───── Provided data ─────

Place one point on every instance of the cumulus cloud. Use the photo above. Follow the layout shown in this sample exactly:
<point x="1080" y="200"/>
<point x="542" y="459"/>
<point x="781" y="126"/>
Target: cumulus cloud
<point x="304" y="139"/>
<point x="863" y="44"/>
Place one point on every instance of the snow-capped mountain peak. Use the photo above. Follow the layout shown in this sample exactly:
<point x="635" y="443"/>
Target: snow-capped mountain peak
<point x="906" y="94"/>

─────

» Given instruction
Copy out the material above, keeping every line unchanged.

» Problem solution
Place one point on every instance of the cumulus cloud. Use the photo above. Follow the layout shown in this sample exactly:
<point x="1080" y="200"/>
<point x="542" y="459"/>
<point x="781" y="126"/>
Target: cumulus cloud
<point x="304" y="139"/>
<point x="863" y="44"/>
Place one point on every instance of the snow-capped mountain peak. Use the photo above. Follow the layout shown in this sample exactly:
<point x="635" y="443"/>
Target: snow-capped mountain peak
<point x="906" y="94"/>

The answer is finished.